**WHAT THE TASK ASKS:** Copy out the part of the data listing below that runs between the lines holding "Above is an image from the dataset. Annotate each white" and "[0,176,322,400]", inclusive, word for word. Leave out every other line.

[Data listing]
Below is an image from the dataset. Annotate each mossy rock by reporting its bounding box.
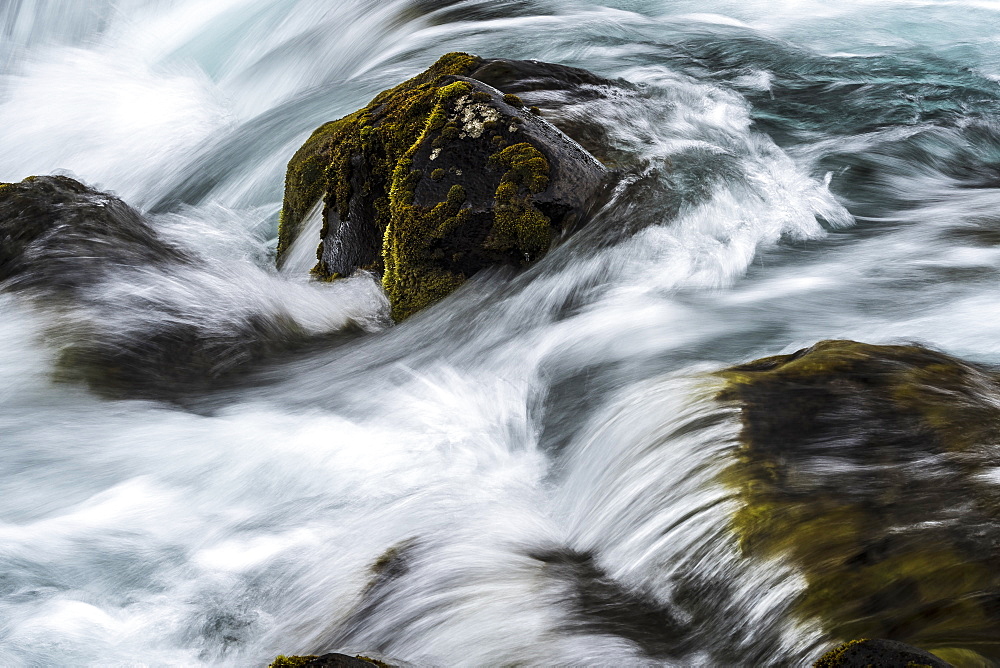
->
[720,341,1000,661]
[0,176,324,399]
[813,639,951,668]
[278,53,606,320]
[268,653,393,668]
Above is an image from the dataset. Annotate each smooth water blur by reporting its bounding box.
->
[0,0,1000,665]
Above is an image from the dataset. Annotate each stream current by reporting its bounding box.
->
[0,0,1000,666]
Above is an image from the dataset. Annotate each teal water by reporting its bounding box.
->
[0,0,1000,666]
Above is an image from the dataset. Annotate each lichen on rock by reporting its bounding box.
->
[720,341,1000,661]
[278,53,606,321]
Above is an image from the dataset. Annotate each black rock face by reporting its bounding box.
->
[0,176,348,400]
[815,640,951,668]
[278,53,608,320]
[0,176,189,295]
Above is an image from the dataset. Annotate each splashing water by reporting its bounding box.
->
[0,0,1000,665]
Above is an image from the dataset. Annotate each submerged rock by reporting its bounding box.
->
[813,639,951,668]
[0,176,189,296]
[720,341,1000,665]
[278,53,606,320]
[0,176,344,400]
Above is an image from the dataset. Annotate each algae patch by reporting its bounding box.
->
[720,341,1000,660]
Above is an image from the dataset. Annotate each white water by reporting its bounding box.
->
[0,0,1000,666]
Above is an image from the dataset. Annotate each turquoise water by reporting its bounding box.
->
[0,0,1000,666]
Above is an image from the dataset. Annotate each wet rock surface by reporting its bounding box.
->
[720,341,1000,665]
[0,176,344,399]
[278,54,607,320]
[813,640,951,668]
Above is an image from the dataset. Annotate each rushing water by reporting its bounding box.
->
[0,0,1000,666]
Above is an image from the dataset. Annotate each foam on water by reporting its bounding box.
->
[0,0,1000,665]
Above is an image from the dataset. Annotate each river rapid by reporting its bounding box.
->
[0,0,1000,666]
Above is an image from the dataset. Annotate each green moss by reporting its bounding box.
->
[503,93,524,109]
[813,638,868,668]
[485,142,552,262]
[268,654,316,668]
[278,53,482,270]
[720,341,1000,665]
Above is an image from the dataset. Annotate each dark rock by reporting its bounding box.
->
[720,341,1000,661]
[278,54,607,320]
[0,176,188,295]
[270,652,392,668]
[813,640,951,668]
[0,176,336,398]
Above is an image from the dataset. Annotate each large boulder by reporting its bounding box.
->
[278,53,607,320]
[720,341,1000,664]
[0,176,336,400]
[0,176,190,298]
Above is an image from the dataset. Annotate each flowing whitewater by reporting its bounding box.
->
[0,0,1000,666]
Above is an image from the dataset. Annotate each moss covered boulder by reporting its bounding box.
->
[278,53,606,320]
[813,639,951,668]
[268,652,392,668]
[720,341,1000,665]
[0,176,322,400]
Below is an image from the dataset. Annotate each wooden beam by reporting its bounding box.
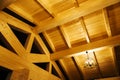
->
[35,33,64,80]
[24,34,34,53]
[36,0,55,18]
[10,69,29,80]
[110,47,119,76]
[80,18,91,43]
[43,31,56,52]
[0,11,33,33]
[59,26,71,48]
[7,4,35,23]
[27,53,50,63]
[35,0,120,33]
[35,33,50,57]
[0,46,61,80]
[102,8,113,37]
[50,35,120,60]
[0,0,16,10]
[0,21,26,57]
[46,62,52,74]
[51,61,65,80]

**OUTPUT:**
Above is an image from the dataset. Annotate each white water by reporting its bounding box.
->
[0,0,1000,666]
Above is an image from the dataset. Annotate each turquoise water by reporting its bounding box.
->
[0,0,1000,666]
Above is an image from the dataset. Annotate each wet rock surface by reporting its bounding box.
->
[720,341,1000,665]
[0,176,344,399]
[278,54,607,320]
[813,640,951,668]
Above is an image from the dataset. Annotate each rushing water by reporting its bounding box.
->
[0,0,1000,666]
Above is an image from the dataset. Annotate each foam on water by reporting its bounding box.
->
[0,0,1000,665]
Above is an image from the dataset. Annotate each river rapid by reporting its bounding box.
->
[0,0,1000,666]
Above is an image from the dataset. Annotate each green moss by reporting its bounding box.
->
[503,93,524,109]
[813,638,868,668]
[485,142,552,262]
[268,654,316,668]
[278,53,482,270]
[720,341,1000,665]
Above is an image from the dataset. Annotate each dark rock by reporting its bounding box.
->
[720,341,1000,661]
[278,54,607,320]
[0,176,188,295]
[270,652,392,668]
[813,640,951,668]
[0,176,336,398]
Above is an image from the dataset. Annotate each large boulder by reporting its bounding box.
->
[278,53,607,320]
[720,341,1000,664]
[0,176,336,400]
[0,176,190,298]
Above is an image from the dataset. Annotate each flowing whitewater by reporting its bounding box.
->
[0,0,1000,666]
Above is an image from the dataset. Annotate each moss covered boulder by reporting its bounding box.
->
[278,53,606,320]
[813,639,951,668]
[268,652,392,668]
[720,341,1000,665]
[0,176,322,400]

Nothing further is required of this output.